**EXTRACTED TEXT**.

* Start *

In a city as stunning as Bruges, we thought there are bound to be some pretty amazing churches, and we were not disappointed!
Our first church of the stay was Heilig-Bloedbasiliek, also known as the Basilica of the Holy Blood. Tucked away in a quiet corner of Burg, the church isn’t the traditional type you usually find in the shape of a cross. Instead, it fits nicely into the corner of Burg square, with a subtle front. Once inside, you head up the stairs to one of the most decorated chapels I’ve visited – we’re talking full wallpaper and colour from floor to ceiling.
There’s plenty to soak up in this small church, but the biggest attraction is that this place is home to a vial which reportedly holds Jesus’ blood. Yes, the Jesus. Once you’ve spent some time in the chapel, there’s a treasury where you can see the reliquary used to carry the vial of blood in Bruges biggest annual parade, the Heilig-Bloedprocessie, for a mere €1.50. Downstairs you’ll find another chapel in complete contrast to the one upstairs.
One church I was really keen to visit was Onze-Lieve-Vrouw Brugge, which is home to Michelangelo’s Madonna and Child statue made in 1504. While this is an incredibly grand church, it feels more like a mix between an art gallery and a church. There was a small seated area, and lots of art pieces dotted around. I really liked the vaulted ceilings here, and the wall of thanks was touching. Unfortunately we didn’t get to see Madonna and the Child as we’d just missed the opening times for the little section the statue is kept in, and although we planned to visit the next day before heading to Brussels we just ran out of time. I’ll definitely be coming back to this church to check out the statue and take some more photos.
I’m not the best map reader, and while trying to locate Onze-Lieve-Vrouw Brugge we stumbled upon Sint-Salvatorskathedraal. Not ones to refuse a look around a church, we popped our heads in to see what was going on, and to see if we could check out the grand, high tower! As we looked around, the church didn’t appear to hold the grandeur other churches of its size often do. The walls are quite bare, though the stained glass windows were impressive. As the sun shone in, we took a moment to sit and admire the surroundings. Facing the front, there was a modest statue of Jesus in front of a large plain wall, while behind was a remarkable organ. It feels somewhat wasted behind, though I suppose the sound is the main thing, not the view.

* End *

**RECORDED DATA**.
* Start *

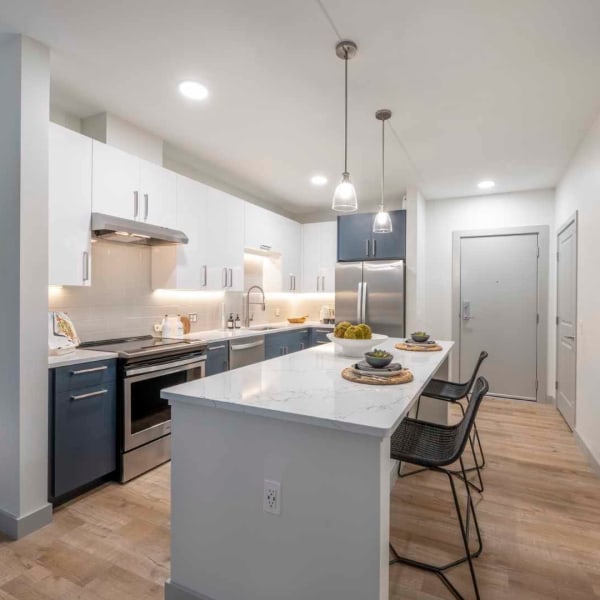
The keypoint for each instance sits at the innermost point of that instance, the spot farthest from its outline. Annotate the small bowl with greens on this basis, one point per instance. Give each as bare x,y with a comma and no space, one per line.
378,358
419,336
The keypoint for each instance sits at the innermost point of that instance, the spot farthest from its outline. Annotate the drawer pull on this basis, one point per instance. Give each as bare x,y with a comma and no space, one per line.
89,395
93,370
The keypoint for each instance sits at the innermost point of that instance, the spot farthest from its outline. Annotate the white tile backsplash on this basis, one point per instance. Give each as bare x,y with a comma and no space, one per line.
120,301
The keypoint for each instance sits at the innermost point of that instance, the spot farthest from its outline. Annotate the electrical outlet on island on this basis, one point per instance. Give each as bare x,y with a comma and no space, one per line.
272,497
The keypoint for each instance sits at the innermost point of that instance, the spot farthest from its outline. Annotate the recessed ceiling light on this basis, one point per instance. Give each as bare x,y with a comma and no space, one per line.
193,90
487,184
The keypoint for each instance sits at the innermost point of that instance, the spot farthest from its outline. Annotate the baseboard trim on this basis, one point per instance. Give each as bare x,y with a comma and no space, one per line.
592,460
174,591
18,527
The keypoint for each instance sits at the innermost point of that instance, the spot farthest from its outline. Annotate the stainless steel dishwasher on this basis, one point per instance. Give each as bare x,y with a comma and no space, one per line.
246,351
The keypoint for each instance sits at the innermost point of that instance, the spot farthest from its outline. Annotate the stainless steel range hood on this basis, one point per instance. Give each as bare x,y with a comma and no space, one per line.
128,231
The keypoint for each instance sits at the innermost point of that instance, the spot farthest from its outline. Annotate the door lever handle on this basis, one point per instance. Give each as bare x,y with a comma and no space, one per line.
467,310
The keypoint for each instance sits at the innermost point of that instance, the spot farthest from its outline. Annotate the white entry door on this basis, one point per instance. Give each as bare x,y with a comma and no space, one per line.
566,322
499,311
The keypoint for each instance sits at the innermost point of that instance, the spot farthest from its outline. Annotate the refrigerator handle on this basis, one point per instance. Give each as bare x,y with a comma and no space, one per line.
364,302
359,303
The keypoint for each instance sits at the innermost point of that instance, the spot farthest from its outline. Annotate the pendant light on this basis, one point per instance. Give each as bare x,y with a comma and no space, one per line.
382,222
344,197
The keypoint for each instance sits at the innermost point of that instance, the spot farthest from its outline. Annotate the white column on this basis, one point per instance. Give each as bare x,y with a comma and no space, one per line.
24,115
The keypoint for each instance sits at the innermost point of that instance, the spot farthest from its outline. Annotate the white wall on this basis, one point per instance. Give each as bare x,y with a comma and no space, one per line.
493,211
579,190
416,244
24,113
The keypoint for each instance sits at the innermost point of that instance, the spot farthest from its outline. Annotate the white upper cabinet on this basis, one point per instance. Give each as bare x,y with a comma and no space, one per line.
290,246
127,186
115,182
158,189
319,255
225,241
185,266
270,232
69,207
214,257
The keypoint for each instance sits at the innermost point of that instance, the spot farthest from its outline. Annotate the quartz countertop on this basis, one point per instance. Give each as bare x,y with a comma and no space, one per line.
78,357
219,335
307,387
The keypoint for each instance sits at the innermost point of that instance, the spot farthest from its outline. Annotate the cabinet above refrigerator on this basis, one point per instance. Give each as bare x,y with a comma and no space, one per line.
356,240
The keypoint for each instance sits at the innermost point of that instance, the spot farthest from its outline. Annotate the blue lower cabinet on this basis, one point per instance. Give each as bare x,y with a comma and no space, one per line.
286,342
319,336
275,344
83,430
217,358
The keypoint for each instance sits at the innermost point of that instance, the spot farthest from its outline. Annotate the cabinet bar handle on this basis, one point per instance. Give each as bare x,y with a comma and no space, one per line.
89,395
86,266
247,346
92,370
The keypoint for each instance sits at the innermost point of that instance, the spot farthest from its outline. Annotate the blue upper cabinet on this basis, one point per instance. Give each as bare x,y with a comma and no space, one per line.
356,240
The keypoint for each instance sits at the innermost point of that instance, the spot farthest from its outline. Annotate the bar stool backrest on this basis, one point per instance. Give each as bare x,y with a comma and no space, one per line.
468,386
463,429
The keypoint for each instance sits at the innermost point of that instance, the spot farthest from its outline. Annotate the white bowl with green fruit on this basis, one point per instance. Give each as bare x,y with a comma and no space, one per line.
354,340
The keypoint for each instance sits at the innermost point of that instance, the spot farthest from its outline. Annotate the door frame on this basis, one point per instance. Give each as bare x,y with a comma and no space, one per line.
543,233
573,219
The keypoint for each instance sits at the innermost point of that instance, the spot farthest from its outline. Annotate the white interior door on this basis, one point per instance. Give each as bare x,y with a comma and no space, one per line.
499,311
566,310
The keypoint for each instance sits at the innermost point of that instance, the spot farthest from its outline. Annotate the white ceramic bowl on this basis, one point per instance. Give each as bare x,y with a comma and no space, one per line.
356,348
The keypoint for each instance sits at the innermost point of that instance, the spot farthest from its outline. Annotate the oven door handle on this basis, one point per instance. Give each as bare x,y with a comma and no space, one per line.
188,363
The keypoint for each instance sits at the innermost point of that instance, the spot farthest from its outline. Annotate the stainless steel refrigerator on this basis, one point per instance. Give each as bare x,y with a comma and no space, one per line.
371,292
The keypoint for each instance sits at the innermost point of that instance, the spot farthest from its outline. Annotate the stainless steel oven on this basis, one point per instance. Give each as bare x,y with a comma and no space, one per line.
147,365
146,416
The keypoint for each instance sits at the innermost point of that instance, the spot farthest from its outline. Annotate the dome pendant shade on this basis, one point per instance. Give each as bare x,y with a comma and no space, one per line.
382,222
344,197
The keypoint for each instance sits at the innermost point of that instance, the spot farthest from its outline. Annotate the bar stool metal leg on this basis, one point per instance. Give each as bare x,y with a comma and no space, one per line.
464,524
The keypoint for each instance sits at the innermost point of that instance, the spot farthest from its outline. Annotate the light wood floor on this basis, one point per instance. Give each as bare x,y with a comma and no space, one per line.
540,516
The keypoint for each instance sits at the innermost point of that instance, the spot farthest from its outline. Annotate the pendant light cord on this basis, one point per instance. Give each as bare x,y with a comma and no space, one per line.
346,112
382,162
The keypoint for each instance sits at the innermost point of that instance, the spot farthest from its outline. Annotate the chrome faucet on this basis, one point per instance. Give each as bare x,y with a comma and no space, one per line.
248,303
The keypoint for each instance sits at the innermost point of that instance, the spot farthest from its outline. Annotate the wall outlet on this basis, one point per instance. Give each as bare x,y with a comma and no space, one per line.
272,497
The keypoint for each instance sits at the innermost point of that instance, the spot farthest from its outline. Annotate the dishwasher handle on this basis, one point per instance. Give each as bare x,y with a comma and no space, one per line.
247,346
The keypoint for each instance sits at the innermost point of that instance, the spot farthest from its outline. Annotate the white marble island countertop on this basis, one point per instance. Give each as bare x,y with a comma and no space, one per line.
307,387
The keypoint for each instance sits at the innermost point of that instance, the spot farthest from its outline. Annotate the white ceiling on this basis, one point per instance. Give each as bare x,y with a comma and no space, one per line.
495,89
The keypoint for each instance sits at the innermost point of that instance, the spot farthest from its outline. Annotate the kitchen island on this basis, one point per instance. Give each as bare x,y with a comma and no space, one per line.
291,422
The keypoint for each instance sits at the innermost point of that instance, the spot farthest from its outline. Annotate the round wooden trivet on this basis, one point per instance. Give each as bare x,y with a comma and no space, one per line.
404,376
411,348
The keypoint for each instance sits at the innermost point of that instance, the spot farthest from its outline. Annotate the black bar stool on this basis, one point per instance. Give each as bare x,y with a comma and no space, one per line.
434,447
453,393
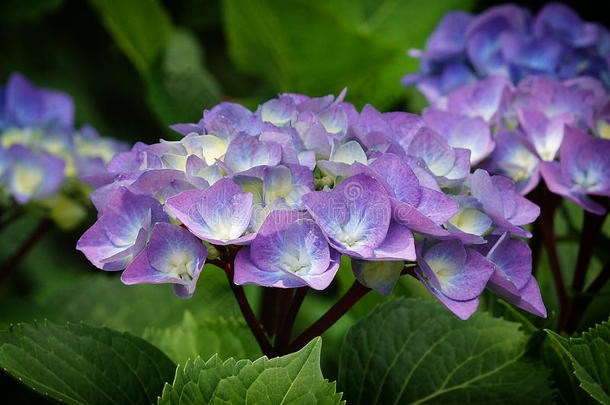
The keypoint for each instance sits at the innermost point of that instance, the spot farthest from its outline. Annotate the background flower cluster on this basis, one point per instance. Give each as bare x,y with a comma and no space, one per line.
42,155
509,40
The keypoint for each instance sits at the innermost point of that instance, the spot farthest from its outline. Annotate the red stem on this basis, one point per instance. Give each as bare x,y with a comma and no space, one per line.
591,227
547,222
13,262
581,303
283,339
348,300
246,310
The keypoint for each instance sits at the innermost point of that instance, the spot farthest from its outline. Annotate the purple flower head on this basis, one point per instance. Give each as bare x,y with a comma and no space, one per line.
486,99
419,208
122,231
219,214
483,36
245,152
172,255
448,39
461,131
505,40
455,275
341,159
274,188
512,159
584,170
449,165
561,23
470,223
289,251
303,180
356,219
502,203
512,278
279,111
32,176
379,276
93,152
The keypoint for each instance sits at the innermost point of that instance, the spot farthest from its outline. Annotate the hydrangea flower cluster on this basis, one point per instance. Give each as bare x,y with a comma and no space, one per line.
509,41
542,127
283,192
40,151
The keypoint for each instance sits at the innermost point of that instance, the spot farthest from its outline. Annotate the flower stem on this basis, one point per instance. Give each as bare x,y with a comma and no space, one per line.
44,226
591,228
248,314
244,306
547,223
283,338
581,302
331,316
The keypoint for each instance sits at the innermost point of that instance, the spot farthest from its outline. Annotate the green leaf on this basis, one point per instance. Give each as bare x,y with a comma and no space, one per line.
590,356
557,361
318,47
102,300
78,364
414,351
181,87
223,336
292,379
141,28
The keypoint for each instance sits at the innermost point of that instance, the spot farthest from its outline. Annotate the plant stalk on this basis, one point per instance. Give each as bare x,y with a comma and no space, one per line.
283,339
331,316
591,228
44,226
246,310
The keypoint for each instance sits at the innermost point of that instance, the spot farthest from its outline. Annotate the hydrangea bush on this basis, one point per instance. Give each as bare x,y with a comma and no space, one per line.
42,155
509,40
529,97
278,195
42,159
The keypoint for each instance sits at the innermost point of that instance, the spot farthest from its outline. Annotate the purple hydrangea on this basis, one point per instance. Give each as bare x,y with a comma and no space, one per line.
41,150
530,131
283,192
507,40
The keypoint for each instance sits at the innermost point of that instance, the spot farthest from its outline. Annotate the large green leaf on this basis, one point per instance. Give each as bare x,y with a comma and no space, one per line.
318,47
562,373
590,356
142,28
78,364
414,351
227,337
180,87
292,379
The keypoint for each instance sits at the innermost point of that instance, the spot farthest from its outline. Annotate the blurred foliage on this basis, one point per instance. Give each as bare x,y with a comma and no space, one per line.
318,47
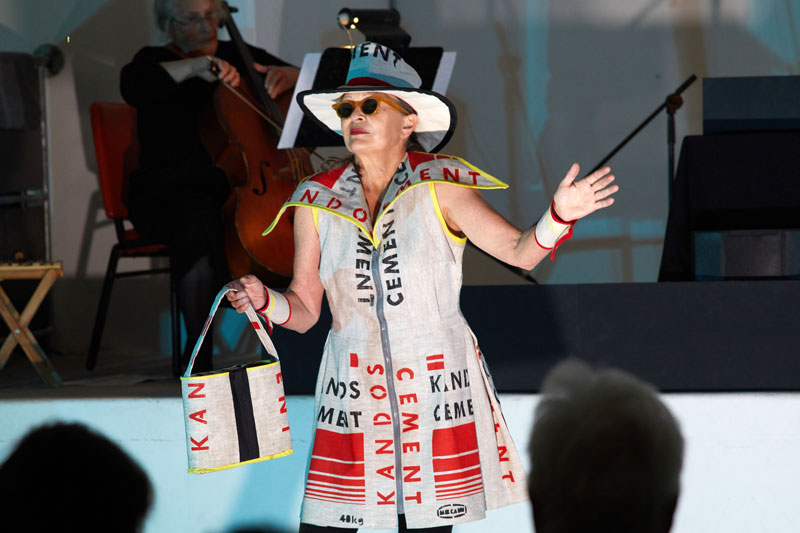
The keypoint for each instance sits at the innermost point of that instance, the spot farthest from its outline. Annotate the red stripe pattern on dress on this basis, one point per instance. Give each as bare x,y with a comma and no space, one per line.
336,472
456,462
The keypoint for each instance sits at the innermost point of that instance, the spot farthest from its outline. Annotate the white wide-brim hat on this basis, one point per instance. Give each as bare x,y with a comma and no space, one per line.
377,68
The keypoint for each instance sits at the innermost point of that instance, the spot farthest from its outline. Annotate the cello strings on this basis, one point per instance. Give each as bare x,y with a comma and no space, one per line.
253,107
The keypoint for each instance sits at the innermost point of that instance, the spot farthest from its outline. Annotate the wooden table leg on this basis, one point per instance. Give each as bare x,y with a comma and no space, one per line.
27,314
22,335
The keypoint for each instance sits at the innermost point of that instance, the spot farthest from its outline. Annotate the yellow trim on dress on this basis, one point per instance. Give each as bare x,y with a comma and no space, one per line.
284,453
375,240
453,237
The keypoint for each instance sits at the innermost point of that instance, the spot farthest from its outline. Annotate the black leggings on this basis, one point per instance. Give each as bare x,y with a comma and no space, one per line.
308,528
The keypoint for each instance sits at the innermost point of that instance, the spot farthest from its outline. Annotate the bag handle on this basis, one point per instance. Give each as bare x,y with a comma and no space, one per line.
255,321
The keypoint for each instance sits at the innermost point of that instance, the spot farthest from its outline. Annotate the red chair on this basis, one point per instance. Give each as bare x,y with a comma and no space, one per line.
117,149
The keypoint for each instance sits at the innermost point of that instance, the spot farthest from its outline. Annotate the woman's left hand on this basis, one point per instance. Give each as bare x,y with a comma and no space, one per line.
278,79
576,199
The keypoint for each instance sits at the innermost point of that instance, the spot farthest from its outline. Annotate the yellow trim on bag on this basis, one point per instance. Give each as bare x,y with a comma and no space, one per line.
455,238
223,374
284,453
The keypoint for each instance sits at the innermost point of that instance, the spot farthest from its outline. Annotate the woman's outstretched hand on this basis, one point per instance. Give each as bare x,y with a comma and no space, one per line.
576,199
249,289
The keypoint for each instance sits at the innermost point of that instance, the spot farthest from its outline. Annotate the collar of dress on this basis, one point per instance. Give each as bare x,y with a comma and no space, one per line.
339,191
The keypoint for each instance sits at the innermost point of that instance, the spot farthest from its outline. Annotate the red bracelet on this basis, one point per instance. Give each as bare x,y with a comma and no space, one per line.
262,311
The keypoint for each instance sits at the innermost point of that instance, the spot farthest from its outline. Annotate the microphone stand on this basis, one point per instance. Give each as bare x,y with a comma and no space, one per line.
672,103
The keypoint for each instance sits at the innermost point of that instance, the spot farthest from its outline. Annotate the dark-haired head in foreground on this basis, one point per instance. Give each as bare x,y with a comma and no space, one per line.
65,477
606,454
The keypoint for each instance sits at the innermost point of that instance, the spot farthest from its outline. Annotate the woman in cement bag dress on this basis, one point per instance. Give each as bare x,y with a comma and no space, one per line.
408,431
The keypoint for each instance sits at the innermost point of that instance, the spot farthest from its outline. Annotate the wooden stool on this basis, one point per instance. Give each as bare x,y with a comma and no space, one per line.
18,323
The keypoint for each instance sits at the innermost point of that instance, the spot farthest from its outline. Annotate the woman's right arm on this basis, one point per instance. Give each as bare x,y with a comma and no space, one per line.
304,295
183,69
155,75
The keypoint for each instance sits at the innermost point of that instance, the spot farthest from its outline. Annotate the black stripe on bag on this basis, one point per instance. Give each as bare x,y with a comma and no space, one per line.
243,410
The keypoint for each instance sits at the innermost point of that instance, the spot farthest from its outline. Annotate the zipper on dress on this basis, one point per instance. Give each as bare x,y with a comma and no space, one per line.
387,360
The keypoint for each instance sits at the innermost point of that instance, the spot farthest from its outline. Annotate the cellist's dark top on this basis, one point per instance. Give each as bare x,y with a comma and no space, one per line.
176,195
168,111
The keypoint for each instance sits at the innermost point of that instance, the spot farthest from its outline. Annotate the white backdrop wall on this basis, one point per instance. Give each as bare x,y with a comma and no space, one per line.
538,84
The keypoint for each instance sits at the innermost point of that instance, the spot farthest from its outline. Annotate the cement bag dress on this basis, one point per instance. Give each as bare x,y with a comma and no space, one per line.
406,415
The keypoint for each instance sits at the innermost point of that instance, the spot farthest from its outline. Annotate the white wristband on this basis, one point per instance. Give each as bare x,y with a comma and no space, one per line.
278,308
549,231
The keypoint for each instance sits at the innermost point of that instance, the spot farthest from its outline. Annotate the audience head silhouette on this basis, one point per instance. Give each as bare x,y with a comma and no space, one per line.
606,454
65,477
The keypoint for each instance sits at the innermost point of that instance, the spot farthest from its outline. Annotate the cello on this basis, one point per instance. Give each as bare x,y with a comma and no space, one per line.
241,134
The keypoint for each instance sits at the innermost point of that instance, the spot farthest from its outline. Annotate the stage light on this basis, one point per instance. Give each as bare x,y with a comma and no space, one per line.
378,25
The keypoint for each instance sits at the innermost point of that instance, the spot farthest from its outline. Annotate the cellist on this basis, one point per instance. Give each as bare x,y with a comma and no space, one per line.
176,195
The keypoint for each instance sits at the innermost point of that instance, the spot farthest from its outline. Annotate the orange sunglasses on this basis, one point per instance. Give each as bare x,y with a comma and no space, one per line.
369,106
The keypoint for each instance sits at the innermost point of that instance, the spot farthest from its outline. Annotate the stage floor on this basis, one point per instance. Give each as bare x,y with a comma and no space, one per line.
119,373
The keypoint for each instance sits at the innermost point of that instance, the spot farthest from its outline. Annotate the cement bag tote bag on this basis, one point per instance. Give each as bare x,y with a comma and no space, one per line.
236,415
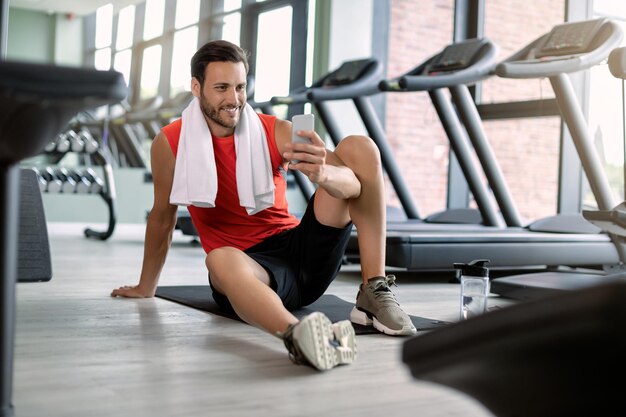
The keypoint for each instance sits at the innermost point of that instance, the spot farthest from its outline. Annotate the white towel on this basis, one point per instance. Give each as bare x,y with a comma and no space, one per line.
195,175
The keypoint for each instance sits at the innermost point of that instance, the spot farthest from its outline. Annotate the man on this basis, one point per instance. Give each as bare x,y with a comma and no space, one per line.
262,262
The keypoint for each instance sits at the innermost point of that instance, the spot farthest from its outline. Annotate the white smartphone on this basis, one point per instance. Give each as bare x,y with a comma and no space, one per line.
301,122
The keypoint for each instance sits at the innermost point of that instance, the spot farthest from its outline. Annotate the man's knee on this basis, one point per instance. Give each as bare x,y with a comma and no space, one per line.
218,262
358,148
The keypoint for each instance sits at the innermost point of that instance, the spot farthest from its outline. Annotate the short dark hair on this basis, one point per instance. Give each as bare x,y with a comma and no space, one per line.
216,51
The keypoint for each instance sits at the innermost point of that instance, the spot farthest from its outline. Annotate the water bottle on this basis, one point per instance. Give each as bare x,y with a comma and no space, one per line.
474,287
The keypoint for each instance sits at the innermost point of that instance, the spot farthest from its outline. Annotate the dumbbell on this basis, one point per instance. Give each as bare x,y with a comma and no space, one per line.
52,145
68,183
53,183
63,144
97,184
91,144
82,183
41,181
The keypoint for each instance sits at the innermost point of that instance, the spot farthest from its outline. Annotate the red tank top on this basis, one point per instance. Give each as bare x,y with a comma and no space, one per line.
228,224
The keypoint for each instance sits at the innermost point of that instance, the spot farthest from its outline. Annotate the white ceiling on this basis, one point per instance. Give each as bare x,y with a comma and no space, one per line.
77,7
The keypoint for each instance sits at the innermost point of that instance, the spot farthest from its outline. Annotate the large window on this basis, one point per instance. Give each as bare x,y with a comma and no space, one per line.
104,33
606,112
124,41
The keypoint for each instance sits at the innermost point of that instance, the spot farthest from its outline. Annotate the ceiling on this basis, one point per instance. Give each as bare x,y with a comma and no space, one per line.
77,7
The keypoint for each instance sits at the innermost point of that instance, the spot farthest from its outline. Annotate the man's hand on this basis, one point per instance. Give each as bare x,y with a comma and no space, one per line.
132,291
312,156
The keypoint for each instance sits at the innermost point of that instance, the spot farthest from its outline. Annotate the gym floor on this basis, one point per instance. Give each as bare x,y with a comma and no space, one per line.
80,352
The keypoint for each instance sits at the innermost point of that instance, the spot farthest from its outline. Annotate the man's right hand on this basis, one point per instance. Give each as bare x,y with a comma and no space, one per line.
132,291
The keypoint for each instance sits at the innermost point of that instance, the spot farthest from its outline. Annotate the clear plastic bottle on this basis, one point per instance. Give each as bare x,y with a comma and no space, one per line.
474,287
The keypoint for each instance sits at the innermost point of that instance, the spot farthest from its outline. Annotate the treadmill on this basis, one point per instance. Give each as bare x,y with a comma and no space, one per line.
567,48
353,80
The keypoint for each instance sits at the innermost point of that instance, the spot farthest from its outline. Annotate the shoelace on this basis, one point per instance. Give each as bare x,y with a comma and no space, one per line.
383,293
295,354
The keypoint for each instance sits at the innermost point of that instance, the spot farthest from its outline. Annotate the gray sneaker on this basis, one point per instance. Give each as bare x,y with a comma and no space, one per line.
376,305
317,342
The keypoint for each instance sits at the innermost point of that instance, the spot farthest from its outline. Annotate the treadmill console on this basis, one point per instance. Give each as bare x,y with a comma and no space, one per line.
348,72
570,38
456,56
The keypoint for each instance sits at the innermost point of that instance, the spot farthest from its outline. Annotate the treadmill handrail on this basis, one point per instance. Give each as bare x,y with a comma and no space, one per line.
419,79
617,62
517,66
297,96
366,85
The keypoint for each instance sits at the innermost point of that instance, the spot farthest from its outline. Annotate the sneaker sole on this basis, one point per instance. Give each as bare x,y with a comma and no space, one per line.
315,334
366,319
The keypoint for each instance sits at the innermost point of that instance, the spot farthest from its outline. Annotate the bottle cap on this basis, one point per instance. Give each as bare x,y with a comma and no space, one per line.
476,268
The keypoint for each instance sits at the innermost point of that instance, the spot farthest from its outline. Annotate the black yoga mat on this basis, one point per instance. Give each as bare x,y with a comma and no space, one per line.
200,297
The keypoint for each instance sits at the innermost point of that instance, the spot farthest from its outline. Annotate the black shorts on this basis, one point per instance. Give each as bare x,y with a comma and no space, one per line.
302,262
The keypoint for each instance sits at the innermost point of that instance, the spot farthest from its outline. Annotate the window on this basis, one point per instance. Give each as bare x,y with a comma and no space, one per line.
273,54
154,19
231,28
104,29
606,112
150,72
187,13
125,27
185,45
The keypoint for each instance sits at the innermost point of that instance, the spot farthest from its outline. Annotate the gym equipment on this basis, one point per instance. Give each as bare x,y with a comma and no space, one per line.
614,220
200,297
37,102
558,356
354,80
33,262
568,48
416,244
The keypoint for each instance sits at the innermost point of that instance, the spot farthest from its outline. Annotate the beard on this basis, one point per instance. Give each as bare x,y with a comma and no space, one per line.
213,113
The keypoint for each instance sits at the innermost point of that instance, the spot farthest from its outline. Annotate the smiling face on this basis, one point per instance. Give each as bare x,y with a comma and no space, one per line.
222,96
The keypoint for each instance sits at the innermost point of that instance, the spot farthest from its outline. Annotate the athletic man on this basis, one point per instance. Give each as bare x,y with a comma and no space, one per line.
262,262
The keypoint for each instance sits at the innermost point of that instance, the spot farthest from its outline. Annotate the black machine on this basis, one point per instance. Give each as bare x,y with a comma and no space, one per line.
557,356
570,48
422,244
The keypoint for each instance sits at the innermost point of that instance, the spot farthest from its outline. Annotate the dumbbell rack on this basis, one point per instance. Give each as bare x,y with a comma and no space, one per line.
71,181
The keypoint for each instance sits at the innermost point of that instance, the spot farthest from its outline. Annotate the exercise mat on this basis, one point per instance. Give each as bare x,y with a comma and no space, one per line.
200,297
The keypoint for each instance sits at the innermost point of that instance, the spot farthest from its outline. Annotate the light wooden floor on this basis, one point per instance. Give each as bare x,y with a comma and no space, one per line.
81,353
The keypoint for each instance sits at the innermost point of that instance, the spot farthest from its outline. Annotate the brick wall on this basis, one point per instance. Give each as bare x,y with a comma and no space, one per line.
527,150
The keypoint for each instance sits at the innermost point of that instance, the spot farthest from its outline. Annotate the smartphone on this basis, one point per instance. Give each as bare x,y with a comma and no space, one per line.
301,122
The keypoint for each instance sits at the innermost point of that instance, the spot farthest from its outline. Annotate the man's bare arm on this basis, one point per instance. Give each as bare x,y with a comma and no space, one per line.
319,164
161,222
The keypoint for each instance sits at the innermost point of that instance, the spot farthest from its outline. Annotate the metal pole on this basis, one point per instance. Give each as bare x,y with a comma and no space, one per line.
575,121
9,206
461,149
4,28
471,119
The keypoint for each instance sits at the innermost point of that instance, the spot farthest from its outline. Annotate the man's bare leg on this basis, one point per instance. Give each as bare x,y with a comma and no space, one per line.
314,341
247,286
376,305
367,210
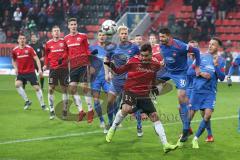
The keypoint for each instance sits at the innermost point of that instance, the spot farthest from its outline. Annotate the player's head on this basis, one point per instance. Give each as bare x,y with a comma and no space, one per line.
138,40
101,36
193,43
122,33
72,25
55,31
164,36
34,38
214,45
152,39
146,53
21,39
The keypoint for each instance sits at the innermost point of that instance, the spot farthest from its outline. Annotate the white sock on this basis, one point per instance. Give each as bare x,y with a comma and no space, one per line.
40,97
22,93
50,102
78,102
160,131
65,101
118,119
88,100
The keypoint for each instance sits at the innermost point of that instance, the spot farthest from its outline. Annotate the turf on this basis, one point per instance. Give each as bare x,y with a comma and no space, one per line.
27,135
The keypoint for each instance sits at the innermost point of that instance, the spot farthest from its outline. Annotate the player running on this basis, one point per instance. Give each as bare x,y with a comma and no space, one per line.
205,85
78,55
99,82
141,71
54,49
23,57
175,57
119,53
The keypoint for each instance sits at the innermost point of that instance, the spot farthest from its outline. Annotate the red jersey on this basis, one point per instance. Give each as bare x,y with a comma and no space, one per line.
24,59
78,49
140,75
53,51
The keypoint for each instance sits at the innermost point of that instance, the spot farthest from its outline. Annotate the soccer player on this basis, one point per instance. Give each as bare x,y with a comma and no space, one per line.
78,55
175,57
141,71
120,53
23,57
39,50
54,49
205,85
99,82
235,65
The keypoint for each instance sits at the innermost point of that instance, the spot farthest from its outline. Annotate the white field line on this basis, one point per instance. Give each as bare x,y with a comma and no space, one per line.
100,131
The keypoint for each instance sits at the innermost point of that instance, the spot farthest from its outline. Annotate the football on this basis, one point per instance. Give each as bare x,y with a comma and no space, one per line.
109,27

* End *

**WHAT THE TASK ASKS**.
Condense the paragraph of the Bruges churches text that begins "There’s plenty to soak up" into a short bulleted list that keeps its main facts.

**OUTPUT**.
- The church's biggest attraction is a vial said to hold Jesus' blood.
- After the chapel, a treasury shows the reliquary that carries the vial in the Heilig-Bloedprocessie, Bruges' biggest annual parade.
- Entry to the treasury costs €1.50.
- Downstairs is another chapel in complete contrast to the one upstairs.